── EXERCISE MATERIALS

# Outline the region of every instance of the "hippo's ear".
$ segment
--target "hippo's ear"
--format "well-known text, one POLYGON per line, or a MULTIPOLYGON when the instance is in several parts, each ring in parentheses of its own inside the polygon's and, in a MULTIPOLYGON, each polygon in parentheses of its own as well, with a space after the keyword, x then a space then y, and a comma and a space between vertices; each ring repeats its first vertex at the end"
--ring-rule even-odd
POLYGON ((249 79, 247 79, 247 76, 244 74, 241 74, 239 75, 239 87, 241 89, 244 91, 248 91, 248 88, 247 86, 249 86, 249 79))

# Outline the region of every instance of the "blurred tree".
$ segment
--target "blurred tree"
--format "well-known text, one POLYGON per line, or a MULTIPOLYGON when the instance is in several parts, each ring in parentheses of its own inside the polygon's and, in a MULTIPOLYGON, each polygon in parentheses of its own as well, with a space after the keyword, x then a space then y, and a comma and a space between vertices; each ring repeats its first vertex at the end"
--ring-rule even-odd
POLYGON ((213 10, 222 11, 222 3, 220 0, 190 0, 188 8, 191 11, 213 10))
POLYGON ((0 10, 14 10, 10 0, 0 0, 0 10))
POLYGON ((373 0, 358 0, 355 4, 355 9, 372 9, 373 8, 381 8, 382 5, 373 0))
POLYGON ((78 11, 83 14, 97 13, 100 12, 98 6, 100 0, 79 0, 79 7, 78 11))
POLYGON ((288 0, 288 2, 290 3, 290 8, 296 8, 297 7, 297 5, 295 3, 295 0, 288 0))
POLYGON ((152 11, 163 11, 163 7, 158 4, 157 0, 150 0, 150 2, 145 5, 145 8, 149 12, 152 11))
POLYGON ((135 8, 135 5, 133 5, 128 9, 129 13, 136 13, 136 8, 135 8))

────

* WHAT YOU HAVE TO DO:
Pull out every line of the items above and reproduce each one unchanged.

* REPLY:
# Outline the region of every instance of the "hippo's ear".
$ segment
--target "hippo's ear"
--format "well-known text, one POLYGON per line, or a MULTIPOLYGON when the instance is in several parts, each ring in parentheses of its own inside the polygon's and, in a MULTIPOLYGON, each polygon in parentheses of its own as well, with a space after the keyword, x then a space then y, and a comma and a space between vertices; each ring repeats its first vertex at the end"
--ring-rule even-odd
POLYGON ((249 79, 247 79, 247 76, 244 74, 241 74, 239 75, 239 87, 241 89, 244 91, 248 91, 248 88, 247 86, 249 86, 249 79))

# Outline the region of every instance of the "blurred tree".
$ segment
--target "blurred tree"
--format "well-known text, one POLYGON per line, or a MULTIPOLYGON when the instance is in several parts, each ring in parentheses of its own inside the polygon's and, in a MULTIPOLYGON, each polygon in parentheses of its own as well, with a space after the keyword, x then a space then y, and a comma and a space between vertices; each ring repeats its first vertex at the end"
--ring-rule even-odd
POLYGON ((213 10, 222 11, 222 3, 220 0, 190 0, 188 8, 191 11, 213 10))
POLYGON ((0 10, 14 10, 10 0, 0 0, 0 10))
POLYGON ((373 0, 358 0, 355 4, 355 9, 372 9, 373 8, 381 8, 382 5, 373 0))
POLYGON ((78 11, 83 14, 97 13, 100 12, 98 6, 100 0, 79 0, 79 7, 78 11))
POLYGON ((288 0, 288 2, 290 3, 290 8, 296 8, 297 7, 297 5, 295 3, 295 0, 288 0))
POLYGON ((152 11, 163 11, 163 7, 158 4, 157 0, 150 0, 150 2, 145 5, 145 8, 149 12, 152 11))
POLYGON ((135 8, 135 5, 133 5, 128 9, 129 13, 136 13, 136 8, 135 8))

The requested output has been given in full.